Task goal ::
From the line that includes "Q: report a point for each instance of the gray pants" to the closing line of the data, please transcribe every line exactly and add nothing.

Listed entries ::
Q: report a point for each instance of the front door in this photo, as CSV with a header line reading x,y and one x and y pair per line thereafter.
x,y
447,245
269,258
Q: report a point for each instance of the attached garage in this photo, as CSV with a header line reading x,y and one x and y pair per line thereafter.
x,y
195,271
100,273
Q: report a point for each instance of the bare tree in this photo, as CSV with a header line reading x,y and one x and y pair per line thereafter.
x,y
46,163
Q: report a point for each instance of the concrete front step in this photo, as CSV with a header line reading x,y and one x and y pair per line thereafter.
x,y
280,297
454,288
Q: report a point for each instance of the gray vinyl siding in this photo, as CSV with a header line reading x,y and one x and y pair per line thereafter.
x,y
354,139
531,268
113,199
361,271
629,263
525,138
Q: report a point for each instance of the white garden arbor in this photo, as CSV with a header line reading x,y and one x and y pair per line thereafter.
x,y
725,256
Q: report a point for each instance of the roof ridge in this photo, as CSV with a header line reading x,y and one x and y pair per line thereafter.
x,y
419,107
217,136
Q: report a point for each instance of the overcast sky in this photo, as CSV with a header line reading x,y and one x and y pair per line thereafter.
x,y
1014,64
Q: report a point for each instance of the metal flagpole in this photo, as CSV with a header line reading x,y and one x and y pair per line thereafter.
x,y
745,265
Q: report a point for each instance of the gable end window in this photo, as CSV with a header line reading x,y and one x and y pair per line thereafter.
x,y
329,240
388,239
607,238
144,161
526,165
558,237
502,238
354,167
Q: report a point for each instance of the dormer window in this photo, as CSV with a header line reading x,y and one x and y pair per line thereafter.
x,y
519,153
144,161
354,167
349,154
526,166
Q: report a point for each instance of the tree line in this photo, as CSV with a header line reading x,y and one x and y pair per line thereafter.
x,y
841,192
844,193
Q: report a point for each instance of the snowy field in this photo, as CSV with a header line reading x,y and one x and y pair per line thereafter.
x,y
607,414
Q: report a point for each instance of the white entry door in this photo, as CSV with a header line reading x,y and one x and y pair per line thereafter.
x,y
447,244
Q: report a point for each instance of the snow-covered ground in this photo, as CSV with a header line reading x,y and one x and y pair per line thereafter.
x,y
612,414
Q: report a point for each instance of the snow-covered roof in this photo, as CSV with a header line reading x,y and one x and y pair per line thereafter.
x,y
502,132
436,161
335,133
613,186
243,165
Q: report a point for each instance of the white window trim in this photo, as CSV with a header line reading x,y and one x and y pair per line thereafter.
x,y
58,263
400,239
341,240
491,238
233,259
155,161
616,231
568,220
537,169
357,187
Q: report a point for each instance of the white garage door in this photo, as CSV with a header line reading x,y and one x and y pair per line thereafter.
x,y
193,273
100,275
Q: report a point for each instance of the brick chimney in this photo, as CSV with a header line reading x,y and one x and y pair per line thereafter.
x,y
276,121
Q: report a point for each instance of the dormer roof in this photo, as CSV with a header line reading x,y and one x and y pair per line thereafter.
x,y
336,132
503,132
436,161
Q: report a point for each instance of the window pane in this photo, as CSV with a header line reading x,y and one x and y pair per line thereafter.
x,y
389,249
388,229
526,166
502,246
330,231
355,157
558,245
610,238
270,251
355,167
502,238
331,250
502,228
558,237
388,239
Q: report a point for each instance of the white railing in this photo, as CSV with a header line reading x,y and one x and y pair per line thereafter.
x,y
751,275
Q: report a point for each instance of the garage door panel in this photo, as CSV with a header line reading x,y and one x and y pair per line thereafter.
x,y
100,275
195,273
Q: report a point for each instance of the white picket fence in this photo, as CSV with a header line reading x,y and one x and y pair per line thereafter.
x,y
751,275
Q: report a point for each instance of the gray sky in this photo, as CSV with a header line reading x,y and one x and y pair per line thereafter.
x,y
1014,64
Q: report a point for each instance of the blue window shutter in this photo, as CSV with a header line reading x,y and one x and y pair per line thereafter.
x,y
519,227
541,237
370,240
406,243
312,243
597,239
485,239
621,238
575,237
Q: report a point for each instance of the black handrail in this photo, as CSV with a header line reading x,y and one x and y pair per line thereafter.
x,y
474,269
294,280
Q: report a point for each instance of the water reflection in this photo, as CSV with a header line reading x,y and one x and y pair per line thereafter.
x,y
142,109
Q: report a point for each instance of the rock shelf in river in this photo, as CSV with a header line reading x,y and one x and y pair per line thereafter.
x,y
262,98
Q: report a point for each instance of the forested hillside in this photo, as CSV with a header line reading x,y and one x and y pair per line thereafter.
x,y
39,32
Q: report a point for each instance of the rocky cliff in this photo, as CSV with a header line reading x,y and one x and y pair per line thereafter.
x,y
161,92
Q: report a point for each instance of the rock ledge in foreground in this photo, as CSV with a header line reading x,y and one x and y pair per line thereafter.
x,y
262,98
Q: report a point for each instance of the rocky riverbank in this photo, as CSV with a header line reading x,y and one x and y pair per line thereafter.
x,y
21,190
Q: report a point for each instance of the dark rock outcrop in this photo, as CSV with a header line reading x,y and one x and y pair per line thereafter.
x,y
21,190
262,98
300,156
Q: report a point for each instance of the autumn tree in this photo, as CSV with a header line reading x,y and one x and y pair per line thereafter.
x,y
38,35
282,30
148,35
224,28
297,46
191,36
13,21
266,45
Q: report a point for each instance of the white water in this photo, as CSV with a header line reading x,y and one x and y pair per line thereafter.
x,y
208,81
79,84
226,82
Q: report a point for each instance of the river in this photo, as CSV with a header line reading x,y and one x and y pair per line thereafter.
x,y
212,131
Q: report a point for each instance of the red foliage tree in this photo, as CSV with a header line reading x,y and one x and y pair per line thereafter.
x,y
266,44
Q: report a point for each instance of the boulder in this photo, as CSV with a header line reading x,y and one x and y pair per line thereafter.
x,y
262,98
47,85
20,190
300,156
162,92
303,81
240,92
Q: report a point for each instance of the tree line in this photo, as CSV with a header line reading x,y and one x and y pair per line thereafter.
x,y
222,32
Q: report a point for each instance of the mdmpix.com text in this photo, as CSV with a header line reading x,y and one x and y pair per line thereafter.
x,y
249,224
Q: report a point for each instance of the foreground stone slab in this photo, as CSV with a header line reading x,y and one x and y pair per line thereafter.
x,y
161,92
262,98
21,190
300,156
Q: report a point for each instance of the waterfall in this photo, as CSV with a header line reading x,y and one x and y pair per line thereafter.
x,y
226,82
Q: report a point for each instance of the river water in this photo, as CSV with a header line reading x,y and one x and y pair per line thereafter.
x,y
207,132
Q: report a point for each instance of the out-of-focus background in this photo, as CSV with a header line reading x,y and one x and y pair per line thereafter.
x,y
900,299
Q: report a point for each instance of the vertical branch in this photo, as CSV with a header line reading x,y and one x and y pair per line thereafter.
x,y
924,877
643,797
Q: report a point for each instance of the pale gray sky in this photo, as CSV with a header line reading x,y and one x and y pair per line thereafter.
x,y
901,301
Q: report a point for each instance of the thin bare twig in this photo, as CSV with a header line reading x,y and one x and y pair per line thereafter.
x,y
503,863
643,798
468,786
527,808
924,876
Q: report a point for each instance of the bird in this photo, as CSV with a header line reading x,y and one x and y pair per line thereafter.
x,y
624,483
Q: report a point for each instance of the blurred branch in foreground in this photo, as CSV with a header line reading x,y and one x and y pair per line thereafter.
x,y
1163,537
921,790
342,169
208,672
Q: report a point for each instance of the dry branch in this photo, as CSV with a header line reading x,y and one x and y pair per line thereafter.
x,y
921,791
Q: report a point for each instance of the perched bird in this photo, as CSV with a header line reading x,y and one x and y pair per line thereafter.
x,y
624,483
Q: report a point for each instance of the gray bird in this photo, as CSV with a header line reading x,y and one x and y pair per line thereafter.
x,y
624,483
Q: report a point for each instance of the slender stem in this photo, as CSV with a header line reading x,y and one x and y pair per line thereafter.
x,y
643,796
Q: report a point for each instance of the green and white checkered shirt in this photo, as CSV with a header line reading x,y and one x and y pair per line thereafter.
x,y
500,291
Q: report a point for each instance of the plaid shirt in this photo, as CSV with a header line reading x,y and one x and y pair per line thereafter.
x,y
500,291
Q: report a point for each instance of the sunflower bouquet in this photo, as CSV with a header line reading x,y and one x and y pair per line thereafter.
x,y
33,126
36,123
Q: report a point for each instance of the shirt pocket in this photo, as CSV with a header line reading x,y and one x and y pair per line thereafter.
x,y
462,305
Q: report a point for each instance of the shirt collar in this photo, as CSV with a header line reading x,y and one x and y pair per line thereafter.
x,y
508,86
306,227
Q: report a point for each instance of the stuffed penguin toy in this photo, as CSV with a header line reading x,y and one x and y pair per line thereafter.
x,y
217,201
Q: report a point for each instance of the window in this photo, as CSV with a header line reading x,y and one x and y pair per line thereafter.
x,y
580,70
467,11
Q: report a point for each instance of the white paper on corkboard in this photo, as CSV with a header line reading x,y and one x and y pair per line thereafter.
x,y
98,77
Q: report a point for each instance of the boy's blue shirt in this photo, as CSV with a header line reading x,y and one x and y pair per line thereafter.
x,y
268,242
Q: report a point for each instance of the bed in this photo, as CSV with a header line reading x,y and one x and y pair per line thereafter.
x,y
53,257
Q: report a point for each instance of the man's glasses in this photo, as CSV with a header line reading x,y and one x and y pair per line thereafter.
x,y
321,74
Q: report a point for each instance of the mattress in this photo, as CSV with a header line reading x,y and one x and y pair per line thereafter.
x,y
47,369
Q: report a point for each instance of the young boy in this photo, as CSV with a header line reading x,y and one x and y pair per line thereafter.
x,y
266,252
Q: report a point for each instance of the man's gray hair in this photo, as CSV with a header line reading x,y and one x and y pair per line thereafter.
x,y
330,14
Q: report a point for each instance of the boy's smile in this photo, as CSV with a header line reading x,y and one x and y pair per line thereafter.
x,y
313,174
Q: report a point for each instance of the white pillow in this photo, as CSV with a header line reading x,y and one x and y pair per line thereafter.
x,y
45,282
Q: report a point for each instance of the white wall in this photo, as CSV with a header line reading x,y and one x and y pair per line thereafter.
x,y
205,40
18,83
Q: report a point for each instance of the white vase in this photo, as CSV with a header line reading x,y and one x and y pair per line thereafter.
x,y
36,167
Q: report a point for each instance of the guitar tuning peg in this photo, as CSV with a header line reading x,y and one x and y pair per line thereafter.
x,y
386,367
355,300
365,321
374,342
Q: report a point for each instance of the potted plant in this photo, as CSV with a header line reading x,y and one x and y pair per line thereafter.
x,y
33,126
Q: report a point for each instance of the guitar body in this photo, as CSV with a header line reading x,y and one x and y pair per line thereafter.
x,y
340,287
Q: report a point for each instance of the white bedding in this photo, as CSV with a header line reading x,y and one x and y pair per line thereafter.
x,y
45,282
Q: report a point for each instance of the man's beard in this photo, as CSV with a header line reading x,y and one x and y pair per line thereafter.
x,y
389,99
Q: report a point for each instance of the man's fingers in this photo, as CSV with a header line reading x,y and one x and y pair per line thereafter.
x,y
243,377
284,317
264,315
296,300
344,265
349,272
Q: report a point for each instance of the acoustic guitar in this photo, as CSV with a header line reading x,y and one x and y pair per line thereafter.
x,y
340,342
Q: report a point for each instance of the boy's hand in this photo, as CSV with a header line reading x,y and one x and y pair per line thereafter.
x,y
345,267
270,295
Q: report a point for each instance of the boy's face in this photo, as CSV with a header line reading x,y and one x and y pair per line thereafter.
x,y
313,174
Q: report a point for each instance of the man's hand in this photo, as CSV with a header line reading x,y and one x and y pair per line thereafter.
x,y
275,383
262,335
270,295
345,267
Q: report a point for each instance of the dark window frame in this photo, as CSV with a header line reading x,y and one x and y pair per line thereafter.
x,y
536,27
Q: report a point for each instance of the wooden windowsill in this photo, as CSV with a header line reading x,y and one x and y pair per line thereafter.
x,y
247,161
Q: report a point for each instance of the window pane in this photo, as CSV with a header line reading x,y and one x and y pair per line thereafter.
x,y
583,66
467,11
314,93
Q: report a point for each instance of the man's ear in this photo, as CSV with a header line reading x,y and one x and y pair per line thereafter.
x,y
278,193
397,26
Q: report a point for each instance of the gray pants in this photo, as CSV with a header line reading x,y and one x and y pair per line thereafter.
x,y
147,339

Answer box ::
Q: report a point for each instance of the gray pants in this photo, as CSV with a header line reading x,y and one x and y pair per line thereafter.
x,y
147,339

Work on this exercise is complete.